### TEXTE PRÉSENTÉ

Le président algérien Abdelmadjid Tebboune a considéré récemment que l’écrivain franco-algérien «n’est pas un problème algérien» dans un entretien au journal français L’Opinion, publié dimanche dernier. Dans ce même entretien au journal L’Opinion, Abdelmadjid Tebboune s’est exprimé sur le cas de l’écrivain franco-algérien Boualem Sansal, incarcéré depuis la mi-novembre en Algérie en présentant de nombreuses assurances sur ses supposées bonnes conditions de détention. «Comment les propos d’un écrivain de 75 ans peuvent-ils être considérés comme une menace pour la sécurité nationale d‘un pays souverain doté de la deuxième armée du continent ?», interroge le journaliste Pascal Airault du quotidien français l’Opinion. «Boualem Sansal n’est pas un problème algérien. C’est un problème pour ceux qui l’ont créé», répond le président algérien, avant de prononcer une phrase mystérieuse : «Jusqu’à présent, il n’a pas livré tous ses secrets.»
Tebboune a évoqué également les liens de Boualem Sansal avec l’ancien ambassadeur de France à Alger, Xavier Driencourt, chez qui il serait allé dîner la veille de son départ pour Alger, et avec Bruno Retailleau. Sans développer davantage. «D’autres cas de binationaux n’ont pas soulevé autant de solidarité», estime Tebboune, parlant d’une «affaire scabreuse visant à mobiliser contre l’Algérie». Boualem Sansal, qui a obtenu la nationalité française en 2024, ne s’est vu accorder aucune visite consulaire par les autorités algériennes. Abdelmadjid Tebboune a affirmé à ce sujet que Boualem Sansal qui «n’est français que depuis cinq mois» bénéficie «des mêmes droits que les autres ressortissants français, notamment en matière de visite consulaire en prison…» Mais, ajoute-t-il, «Boualem Sansal est d’abord algérien depuis soixante-quatorze ans». Interrogé, par ailleurs, sur l’état de santé de Boualem Sansal, Tebboune répond : «Il a eu un check-up complet à l’hôpital, il est pris en charge par des médecins et sera jugé dans le temps judiciaire imparti. Il peut téléphoner régulièrement à sa femme et à sa fille». Questionné sur les éventuelles mesures de grâce à titre humanitaire qu’il pourrait prendre, le président dit qu’il ne peut «présager de rien».
Face à ces affirmations, un autre écrivain franco-algérien est sorti de son silence pour publier une contribution dans laquelle il dément totalement les assurances avancées par Abdelmadjid Tebboune pour parler des bons traitements supposément réservés à Boualem Sansal dans sa prison algérienne. Kamel Bencheikh, écrivain franco-algérien, auteur notamment de « L’Islamisme ou la crucifixion de l’Occident » (éditions Frantz Fanon, 2024), a adressé le 5 février dernier au président Abdelmadjid Tebboune, une lettre ouverte pour dénoncer, condamner et déplorer ses propos sur Boualem Sansal.

### CONSIGNES
A. Reprenez mot pour mot le passage du texte sur Boualem Sansal allant de « Face à ces affirmations, un » jusqu'à « sur Boualem Sansal. » inclus.
B. Rédigez la suite du texte sur Boualem Sansal en partant de l'endroit où il s'arrête.
Le matériel ci-dessous est distinct du texte sur Boualem Sansal.

### DONNÉES FOURNIES
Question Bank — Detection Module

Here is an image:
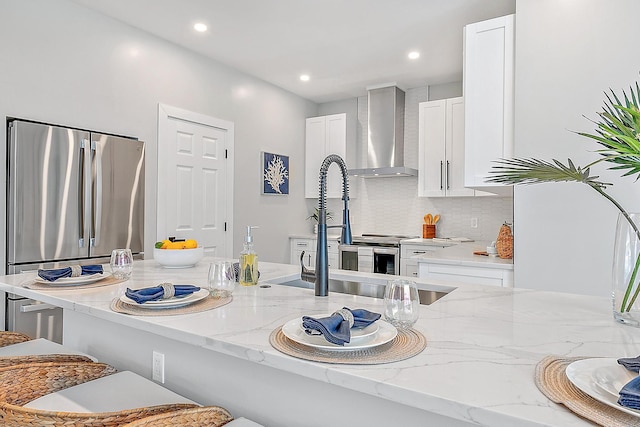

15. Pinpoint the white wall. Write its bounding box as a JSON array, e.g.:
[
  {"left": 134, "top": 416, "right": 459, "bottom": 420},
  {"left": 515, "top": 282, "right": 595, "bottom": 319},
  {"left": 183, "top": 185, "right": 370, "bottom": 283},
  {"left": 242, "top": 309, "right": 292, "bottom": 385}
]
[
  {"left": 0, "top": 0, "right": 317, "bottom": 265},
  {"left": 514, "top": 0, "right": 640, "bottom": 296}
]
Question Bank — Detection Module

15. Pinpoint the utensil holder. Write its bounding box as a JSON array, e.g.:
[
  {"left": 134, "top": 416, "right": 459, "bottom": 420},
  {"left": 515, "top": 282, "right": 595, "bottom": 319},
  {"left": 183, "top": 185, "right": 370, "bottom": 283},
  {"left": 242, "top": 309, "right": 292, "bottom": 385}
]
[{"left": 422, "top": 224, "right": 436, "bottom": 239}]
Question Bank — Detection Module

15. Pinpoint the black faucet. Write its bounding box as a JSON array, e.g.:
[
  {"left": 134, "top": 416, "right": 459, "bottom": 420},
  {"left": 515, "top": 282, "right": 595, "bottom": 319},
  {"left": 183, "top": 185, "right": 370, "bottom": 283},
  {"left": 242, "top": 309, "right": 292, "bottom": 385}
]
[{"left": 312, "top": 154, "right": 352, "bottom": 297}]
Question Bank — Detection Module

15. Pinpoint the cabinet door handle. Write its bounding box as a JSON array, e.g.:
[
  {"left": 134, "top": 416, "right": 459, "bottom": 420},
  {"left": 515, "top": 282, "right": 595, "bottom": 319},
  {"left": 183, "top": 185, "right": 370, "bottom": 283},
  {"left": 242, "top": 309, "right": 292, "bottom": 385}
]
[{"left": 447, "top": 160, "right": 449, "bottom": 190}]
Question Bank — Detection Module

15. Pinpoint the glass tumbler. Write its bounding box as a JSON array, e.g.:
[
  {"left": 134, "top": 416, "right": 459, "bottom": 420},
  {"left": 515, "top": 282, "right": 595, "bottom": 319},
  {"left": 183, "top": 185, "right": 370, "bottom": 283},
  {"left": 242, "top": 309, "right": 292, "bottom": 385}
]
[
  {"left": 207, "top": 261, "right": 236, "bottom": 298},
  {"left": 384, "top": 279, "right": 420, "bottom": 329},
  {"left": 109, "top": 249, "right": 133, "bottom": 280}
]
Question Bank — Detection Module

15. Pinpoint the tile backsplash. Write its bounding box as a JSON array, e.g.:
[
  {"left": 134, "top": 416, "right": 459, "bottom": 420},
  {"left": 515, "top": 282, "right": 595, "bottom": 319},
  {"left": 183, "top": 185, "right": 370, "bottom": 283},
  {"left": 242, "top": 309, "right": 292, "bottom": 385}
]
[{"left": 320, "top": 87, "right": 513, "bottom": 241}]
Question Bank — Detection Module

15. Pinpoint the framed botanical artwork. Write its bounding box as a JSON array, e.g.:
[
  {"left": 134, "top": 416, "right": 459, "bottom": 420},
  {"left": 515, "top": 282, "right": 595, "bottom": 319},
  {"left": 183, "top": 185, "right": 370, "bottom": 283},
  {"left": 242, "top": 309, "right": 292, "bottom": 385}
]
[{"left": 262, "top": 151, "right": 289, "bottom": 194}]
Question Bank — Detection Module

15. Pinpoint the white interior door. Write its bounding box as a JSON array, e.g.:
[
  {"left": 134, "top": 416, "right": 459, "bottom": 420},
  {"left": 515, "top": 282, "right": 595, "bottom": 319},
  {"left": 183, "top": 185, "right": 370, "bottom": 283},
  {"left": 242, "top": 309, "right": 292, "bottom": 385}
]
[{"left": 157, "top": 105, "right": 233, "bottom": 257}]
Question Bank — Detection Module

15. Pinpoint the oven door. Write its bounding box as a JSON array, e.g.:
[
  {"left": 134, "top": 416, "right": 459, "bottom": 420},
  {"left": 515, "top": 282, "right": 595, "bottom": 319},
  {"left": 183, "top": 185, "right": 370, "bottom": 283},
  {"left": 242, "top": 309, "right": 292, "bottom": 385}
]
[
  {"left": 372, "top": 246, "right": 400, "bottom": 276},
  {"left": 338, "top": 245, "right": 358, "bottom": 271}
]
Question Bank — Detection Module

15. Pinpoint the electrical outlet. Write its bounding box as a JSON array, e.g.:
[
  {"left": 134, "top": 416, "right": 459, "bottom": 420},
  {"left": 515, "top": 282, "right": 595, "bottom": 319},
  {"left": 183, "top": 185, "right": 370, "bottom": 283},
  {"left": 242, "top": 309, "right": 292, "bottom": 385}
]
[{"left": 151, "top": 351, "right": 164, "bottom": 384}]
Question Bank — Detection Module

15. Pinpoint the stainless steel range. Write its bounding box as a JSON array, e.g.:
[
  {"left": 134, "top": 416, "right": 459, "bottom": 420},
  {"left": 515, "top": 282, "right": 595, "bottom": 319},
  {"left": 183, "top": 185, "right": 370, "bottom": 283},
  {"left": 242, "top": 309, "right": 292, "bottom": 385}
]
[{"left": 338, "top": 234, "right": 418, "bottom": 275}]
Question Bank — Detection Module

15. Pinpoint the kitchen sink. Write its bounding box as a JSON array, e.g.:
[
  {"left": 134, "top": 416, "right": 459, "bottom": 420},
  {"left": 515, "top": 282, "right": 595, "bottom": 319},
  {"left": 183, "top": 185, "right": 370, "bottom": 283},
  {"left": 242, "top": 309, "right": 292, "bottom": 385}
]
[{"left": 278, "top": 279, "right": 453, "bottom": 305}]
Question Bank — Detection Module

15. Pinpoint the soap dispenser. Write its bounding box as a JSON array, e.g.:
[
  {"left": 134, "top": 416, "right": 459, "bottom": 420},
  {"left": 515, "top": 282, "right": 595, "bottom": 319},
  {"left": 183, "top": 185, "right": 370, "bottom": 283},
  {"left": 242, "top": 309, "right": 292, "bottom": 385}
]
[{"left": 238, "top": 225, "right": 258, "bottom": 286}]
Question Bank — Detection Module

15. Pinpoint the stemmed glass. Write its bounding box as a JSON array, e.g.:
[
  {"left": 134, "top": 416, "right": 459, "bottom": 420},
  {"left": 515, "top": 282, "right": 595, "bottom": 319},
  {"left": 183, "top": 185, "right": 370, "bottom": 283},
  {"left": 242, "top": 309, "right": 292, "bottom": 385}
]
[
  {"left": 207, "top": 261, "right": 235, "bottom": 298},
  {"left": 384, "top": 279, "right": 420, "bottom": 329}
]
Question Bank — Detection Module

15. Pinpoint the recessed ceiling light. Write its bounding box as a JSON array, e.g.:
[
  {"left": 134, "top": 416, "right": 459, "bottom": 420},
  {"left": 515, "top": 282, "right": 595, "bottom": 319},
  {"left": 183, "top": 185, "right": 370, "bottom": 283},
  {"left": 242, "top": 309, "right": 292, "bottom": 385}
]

### CORRIGÉS
A.
Face à ces affirmations, un autre écrivain franco-algérien est sorti de son silence pour publier une contribution dans laquelle il dément totalement les assurances avancées par Abdelmadjid Tebboune pour parler des bons traitements supposément réservés à Boualem Sansal dans sa prison algérienne. Kamel Bencheikh, écrivain franco-algérien, auteur notamment de « L’Islamisme ou la crucifixion de l’Occident » (éditions Frantz Fanon, 2024), a adressé le 5 février dernier au président Abdelmadjid Tebboune, une lettre ouverte pour dénoncer, condamner et déplorer ses propos sur Boualem Sansal.

B.
« Vous avez choisi la colère, vous avez dressé des murailles d’incompréhension, vous êtes allé jusqu’à rappeler votre ambassadeur lorsque la France a reconnu la marocanité du Sahara. Mais pourquoi cette colère sélective ? D’autres nations, comme les Pays-Bas ou les États-Unis, ont fait ce choix avant la France, sans que votre voix ne tonne avec autant de vigueur. Est-ce donc toujours vers l’ancienne puissance coloniale que doivent se tourner vos foudres, comme si le passé devait sans cesse hanter le présent ? », s’interroge dans sa lettre Kamel Bencheikh.
« Dans votre dernière intervention auprès d’un journal français, vous reprochez à Boualem Sansal d’avoir dîné la veille de son départ pour Alger avec Xavier Driencourt, que je connais bien. Est-ce à dire que les écrivains franco-algériens seraient obligés de demander une autorisation spéciale pour fréquenter une personne précise ? Vous insinuez également que Boualem Sansal peut téléphoner régulièrement à sa femme et à sa fille. Je ne sais pas ce qu’il en est de sa femme puisque je n’ai aucune nouvelle d’elle mais pour ce qui est de sa fille, cela va faire trois mois qu’elle n’a strictement aucune nouvelle de Boualem », atteste encore Kamel Bencheikh selon lequel la fille de Boualem Sansal est toujours privée de toutes informations précieuses ou utiles sur le sort de son père en Algérie.
« Pire, c’est vers moi que sa fille se tourne pour savoir si j’ai des nouvelles de son père. Les choses sont donc plus compliquées pour notre ami Boualem qu’il n’y paraît et je me rends compte que tout n’est pas exact dans ce que vous dites. En revanche, lorsque le journaliste a attiré votre attention sur l’âge et la santé de Boualem Sansal et vous a demandé si vous pouviez prendre des mesures de grâce à titre humanitaire, vous avez répondu que vous ne pouviez présager de rien », a interpellé encore une fois Kamel Bencheikh dans sa lettre commenter et recadrer les affirmations du président algérien sur les conditions de détention du tristement célèbre écrivain franco-algérien.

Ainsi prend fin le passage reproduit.